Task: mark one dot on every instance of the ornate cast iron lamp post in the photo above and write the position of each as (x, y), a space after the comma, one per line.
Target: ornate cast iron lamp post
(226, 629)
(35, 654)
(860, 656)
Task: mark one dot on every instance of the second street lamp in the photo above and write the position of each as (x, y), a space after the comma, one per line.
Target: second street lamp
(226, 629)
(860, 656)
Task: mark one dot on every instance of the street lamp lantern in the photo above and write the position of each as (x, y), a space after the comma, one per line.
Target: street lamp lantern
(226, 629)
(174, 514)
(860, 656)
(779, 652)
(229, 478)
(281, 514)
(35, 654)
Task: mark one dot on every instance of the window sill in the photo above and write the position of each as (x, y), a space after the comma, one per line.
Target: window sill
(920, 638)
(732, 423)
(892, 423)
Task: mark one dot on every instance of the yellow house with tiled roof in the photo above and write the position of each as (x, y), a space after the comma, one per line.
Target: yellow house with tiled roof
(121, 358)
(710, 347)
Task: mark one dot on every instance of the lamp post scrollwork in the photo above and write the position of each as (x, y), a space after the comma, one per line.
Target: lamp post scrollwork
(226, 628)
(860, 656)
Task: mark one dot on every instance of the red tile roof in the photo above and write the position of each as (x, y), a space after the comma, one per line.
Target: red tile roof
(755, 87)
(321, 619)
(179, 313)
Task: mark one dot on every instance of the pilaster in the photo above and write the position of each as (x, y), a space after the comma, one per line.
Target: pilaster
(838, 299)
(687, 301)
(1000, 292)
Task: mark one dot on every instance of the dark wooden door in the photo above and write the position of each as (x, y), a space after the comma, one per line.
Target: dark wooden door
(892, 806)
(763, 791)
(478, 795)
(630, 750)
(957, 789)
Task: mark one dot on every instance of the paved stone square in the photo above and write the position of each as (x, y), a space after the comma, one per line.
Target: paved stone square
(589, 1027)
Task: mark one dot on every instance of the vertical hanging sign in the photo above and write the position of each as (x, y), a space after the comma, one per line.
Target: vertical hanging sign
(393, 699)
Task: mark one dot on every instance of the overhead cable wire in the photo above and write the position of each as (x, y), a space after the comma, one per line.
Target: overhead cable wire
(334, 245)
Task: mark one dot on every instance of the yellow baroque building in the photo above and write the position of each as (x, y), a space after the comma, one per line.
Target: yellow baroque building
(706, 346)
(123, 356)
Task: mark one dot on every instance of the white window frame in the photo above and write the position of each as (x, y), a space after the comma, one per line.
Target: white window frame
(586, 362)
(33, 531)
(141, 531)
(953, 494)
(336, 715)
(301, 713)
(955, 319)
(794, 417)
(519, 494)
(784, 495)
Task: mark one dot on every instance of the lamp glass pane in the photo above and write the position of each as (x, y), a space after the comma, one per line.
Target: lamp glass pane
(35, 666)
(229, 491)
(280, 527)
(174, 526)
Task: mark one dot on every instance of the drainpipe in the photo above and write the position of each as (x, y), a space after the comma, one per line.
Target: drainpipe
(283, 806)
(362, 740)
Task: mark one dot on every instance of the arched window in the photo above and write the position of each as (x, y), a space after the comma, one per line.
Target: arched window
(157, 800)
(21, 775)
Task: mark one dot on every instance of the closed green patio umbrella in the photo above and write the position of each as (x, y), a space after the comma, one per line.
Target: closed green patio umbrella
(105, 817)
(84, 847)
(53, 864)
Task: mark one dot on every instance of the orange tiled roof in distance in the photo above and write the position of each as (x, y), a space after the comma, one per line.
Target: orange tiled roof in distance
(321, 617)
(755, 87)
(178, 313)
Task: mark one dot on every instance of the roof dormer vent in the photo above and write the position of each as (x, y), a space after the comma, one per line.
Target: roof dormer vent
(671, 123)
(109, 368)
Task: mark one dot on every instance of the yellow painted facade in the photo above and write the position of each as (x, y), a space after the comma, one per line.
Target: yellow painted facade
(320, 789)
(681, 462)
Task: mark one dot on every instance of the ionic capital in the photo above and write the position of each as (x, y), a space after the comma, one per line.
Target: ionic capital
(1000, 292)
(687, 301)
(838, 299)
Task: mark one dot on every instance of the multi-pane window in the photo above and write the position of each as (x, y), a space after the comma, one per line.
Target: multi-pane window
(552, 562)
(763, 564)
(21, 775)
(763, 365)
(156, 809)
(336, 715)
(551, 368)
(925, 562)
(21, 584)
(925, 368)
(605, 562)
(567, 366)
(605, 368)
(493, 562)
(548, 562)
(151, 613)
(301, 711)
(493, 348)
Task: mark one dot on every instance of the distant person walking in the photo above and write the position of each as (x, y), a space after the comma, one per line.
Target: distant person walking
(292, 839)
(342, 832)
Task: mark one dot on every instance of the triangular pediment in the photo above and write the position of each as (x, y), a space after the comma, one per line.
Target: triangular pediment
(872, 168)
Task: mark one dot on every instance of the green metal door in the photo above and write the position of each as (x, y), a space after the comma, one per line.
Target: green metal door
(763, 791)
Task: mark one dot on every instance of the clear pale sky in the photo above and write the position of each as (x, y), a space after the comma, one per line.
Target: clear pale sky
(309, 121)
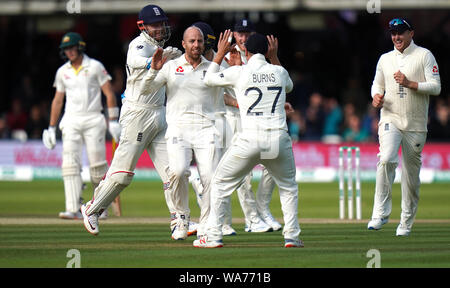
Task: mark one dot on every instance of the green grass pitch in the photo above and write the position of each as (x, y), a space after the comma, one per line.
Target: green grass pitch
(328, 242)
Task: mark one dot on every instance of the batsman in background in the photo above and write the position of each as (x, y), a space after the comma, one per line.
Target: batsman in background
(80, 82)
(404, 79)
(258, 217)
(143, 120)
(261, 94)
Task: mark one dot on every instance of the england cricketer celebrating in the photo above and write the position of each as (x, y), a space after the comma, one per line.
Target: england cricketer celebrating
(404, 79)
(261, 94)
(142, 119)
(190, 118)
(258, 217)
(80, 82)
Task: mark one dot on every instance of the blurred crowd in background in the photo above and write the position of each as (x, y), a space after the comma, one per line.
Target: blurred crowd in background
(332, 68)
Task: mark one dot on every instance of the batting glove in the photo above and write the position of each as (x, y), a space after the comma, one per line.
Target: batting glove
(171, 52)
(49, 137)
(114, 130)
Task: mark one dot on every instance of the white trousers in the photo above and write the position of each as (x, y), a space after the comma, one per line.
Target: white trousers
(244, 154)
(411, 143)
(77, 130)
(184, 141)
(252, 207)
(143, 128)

...

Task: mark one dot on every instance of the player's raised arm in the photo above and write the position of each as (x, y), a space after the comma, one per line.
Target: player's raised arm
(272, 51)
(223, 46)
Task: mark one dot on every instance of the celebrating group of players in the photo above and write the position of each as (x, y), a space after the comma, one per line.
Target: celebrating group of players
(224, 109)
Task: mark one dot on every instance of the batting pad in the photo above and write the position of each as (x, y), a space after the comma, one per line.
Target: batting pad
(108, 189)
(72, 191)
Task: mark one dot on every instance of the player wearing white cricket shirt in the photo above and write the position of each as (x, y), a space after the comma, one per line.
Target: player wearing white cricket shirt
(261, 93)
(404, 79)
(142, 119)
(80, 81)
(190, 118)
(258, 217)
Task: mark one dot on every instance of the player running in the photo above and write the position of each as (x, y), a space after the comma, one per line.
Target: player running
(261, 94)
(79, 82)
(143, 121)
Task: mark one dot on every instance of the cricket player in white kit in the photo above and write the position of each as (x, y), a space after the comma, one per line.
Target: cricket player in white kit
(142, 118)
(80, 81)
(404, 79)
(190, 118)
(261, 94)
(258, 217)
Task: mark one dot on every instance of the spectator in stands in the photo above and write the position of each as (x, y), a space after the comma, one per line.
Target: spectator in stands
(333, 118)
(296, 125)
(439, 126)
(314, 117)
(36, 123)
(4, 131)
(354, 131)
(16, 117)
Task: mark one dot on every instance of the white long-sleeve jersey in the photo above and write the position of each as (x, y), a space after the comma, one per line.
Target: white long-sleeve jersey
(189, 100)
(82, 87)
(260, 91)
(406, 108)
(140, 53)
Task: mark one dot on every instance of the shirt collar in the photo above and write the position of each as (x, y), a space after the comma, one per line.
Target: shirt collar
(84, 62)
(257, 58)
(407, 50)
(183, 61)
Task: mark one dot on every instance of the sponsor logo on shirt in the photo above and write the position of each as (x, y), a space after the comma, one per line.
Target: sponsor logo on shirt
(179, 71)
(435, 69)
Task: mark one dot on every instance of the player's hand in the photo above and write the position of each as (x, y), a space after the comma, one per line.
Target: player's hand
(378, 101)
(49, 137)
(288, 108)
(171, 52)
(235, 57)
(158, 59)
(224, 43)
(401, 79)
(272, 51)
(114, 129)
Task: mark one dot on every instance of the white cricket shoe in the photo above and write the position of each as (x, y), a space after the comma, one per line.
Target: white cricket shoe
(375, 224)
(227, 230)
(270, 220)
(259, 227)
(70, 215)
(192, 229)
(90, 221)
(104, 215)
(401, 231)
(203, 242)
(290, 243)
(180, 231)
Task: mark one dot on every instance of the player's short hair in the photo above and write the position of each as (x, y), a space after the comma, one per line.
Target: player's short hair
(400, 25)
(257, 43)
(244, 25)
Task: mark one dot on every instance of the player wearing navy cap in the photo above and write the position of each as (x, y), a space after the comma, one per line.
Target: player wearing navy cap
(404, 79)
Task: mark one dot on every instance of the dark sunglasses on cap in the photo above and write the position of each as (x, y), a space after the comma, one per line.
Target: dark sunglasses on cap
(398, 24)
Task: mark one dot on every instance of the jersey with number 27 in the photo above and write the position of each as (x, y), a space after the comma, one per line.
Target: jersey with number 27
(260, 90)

▸ Aim of the exercise
Collect every line in the material above that contains the word "stone", with uppercase and lowercase counted as different.

▸ Solution
Task: mark one dot on every instance of the paved stone square in the photo above and write the position of each as (x, y), a space after the comma, one per line.
Target: paved stone square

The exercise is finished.